Task to carry out ->
Copy out the entries below word for word, from the line containing "pole in this photo, one line per instance." through the line containing "(1311, 735)". Include both of those lines and nothing else.

Point annotation dataset entries
-- -- --

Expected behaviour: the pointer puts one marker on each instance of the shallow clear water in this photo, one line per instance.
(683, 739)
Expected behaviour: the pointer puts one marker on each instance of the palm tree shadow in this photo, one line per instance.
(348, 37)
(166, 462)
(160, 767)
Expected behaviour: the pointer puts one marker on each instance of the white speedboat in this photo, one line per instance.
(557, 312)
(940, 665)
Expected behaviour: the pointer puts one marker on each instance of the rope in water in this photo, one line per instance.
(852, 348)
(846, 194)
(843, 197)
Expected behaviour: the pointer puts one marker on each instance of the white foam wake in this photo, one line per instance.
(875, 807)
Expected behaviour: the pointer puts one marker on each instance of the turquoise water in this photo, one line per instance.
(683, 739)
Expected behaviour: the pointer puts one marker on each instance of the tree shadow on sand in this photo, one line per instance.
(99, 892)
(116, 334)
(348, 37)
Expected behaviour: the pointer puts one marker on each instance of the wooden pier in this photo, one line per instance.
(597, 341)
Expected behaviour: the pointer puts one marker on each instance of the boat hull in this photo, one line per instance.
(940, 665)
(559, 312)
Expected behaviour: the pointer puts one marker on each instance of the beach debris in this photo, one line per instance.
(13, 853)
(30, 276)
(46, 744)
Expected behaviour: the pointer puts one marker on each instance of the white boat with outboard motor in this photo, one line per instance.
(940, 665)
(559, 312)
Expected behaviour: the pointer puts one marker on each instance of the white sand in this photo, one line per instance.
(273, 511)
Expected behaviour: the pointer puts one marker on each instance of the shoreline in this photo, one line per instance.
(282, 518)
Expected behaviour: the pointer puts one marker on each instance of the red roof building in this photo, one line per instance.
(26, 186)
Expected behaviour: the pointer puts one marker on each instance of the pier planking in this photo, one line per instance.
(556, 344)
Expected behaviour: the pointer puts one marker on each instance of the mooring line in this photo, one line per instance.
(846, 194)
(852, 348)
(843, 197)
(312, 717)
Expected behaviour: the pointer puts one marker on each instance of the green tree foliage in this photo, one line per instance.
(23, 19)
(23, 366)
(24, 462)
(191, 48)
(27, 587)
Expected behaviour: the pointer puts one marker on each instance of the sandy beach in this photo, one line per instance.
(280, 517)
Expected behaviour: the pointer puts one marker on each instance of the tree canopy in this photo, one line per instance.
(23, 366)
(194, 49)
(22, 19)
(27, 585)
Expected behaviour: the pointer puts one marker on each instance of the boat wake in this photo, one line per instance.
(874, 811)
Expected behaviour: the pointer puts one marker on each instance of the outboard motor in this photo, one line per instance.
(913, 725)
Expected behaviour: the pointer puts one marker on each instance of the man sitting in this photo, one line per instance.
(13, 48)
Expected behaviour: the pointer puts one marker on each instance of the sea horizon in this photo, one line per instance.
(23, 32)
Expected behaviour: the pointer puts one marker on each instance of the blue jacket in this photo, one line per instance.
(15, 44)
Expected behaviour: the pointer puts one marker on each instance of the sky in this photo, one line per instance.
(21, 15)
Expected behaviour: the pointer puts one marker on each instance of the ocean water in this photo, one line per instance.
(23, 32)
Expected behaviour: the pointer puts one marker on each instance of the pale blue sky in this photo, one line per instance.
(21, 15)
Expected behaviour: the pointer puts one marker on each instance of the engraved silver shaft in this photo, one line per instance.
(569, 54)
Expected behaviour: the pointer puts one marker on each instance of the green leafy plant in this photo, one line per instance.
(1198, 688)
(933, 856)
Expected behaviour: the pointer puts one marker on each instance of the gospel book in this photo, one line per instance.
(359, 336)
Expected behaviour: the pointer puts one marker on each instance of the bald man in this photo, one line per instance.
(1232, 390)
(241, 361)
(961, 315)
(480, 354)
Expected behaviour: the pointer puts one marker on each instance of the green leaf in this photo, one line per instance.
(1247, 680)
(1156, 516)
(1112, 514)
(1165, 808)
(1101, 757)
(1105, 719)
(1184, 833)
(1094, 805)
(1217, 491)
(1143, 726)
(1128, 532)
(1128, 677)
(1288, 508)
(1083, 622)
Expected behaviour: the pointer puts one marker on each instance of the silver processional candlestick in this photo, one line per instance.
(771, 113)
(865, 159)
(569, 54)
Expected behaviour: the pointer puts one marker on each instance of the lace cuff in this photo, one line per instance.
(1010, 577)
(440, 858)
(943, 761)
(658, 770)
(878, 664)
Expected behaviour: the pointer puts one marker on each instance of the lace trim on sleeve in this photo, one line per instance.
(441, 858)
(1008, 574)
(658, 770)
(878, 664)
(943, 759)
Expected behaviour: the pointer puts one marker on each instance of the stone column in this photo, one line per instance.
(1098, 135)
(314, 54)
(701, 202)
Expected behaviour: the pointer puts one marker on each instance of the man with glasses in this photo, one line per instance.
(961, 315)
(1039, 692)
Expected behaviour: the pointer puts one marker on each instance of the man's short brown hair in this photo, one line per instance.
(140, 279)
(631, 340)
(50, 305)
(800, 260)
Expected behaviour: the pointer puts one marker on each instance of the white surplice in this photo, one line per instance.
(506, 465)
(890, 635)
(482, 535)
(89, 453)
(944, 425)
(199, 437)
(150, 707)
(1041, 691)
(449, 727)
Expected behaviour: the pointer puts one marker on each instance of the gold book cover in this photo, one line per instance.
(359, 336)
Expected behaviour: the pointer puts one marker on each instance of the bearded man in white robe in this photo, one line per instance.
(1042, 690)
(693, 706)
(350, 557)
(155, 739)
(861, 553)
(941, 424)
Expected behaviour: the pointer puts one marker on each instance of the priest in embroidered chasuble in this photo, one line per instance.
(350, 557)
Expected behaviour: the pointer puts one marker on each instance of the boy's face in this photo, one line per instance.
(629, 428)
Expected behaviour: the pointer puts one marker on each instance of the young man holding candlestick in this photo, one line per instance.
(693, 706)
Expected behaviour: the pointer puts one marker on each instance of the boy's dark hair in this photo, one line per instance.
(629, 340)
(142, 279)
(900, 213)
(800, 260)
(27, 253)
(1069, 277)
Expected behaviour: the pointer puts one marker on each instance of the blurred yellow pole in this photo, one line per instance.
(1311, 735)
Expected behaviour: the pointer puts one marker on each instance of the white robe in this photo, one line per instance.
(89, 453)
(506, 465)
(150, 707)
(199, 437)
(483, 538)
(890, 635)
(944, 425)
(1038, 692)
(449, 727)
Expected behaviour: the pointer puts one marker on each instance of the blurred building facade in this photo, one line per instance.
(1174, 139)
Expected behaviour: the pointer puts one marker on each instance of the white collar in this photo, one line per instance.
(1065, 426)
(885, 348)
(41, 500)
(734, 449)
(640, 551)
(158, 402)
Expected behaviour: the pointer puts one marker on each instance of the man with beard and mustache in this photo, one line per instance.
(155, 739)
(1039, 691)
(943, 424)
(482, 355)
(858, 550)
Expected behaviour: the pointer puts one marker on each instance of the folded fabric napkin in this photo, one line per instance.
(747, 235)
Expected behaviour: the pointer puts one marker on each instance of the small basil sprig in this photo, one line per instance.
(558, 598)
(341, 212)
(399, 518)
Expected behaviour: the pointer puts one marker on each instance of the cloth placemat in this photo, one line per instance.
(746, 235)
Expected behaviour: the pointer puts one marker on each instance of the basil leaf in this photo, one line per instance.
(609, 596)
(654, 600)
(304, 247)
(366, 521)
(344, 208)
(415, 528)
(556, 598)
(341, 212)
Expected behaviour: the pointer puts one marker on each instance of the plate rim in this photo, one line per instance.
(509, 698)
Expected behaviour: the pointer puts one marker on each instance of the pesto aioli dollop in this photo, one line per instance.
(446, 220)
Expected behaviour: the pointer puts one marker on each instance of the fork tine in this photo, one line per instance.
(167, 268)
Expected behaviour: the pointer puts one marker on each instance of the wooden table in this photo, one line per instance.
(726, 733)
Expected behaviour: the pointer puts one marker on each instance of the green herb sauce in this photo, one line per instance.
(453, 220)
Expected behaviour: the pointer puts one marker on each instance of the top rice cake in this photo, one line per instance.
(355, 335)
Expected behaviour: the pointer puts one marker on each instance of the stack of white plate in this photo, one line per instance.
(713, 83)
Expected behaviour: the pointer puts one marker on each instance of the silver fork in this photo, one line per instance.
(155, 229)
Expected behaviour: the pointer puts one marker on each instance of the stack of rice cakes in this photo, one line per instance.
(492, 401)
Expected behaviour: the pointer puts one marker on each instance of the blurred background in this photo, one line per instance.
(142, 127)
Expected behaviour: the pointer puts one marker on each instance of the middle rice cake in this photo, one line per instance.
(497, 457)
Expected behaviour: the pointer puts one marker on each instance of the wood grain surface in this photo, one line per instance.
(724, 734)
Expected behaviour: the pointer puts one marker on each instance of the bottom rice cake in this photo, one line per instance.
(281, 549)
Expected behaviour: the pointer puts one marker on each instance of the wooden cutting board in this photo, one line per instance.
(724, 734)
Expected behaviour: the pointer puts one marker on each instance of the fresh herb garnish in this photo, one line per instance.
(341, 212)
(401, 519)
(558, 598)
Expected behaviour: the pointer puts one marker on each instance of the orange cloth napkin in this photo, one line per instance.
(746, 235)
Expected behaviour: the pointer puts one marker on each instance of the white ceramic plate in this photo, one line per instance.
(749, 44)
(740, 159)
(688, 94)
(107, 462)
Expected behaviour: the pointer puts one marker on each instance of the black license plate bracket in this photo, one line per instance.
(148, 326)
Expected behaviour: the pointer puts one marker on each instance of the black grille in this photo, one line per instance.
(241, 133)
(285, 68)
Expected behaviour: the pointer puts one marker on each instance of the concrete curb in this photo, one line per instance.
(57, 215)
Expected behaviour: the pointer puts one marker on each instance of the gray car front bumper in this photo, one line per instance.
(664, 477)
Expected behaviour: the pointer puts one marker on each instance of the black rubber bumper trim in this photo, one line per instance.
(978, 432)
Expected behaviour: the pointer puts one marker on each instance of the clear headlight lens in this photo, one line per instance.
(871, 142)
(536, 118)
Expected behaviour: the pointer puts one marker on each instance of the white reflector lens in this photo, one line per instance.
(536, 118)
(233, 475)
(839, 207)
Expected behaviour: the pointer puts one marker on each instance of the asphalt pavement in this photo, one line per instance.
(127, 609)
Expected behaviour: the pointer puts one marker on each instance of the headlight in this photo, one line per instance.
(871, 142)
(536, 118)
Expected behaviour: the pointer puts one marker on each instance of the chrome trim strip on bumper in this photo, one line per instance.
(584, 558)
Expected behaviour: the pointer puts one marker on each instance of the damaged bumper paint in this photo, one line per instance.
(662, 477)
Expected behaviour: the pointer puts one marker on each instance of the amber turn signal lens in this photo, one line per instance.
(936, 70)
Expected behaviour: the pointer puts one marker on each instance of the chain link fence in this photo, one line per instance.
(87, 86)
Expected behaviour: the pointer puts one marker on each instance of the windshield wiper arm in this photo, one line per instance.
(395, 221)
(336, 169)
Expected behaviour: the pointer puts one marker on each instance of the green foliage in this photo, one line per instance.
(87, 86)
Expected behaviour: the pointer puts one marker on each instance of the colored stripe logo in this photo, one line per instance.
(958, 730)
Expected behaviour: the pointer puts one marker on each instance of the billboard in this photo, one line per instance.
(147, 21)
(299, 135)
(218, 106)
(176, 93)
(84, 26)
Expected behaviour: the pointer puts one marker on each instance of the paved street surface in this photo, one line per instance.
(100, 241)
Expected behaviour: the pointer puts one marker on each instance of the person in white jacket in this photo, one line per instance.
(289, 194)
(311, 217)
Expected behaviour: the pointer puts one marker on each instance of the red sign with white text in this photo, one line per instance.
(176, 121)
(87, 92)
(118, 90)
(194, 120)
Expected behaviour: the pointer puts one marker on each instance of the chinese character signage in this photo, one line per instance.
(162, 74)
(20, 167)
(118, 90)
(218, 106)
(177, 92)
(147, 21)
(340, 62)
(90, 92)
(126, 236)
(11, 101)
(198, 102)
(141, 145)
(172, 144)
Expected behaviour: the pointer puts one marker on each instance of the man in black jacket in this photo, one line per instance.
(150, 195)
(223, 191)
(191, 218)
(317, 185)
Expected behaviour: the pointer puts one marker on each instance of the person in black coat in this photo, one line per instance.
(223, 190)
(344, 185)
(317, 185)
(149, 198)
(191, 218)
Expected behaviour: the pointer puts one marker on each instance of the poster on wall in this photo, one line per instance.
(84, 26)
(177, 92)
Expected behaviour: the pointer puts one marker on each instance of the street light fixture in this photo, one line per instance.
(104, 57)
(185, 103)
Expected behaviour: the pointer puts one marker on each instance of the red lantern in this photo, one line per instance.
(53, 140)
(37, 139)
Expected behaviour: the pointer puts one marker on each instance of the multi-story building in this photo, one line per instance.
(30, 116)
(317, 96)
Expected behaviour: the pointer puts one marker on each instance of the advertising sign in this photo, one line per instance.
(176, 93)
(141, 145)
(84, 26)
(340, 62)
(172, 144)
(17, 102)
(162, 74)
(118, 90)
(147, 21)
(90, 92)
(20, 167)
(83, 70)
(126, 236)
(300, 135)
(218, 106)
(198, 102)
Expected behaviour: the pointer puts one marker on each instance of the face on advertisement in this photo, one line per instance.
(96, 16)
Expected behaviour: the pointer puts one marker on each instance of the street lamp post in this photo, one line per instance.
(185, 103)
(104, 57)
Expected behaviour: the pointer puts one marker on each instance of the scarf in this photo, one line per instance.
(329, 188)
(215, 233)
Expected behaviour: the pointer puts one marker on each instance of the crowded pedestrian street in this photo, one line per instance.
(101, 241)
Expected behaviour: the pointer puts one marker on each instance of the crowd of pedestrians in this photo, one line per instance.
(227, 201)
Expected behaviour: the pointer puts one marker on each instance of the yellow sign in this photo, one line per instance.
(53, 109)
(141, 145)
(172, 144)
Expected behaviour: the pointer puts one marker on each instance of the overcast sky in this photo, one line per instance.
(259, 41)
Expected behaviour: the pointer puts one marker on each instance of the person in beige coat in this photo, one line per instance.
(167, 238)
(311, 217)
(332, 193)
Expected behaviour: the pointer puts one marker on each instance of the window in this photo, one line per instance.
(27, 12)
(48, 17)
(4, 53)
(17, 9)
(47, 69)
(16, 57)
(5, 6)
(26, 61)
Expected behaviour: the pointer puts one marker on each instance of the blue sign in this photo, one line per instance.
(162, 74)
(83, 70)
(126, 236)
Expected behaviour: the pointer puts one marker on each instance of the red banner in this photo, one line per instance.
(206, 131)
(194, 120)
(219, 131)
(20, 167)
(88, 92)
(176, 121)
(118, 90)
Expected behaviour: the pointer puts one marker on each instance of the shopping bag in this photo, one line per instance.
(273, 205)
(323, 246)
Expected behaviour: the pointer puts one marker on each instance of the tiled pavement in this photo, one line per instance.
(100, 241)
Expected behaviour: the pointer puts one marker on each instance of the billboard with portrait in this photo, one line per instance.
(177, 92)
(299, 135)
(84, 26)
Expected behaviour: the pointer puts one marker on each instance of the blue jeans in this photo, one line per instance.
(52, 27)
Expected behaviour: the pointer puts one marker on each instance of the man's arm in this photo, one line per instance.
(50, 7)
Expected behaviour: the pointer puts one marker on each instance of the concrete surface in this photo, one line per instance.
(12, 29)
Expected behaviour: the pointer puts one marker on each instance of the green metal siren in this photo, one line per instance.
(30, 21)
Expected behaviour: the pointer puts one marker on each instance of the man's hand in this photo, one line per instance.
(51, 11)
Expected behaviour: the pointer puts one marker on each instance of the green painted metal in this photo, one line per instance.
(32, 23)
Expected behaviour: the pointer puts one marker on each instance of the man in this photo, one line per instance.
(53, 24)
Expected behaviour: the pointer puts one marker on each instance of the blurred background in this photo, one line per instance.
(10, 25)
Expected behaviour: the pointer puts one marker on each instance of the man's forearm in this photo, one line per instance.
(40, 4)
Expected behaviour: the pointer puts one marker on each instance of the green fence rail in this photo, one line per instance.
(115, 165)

-- -- --

Correct output ->
Expected behaviour: the pointer puts one marker on each instance of the blurred yellow pole in this photo, one line per instance.
(1311, 735)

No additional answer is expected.